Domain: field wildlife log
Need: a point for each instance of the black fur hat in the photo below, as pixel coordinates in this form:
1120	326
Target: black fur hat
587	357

■ ■ ■ ■

» Work task: Each entry shown above is to be duplicated exactly.

» Output for this exercise:
Domain: field wildlife log
Need: a point for each instance of the black fur hat in the photo below, as pixel coordinates in this form:
1120	326
Target: black fur hat
587	357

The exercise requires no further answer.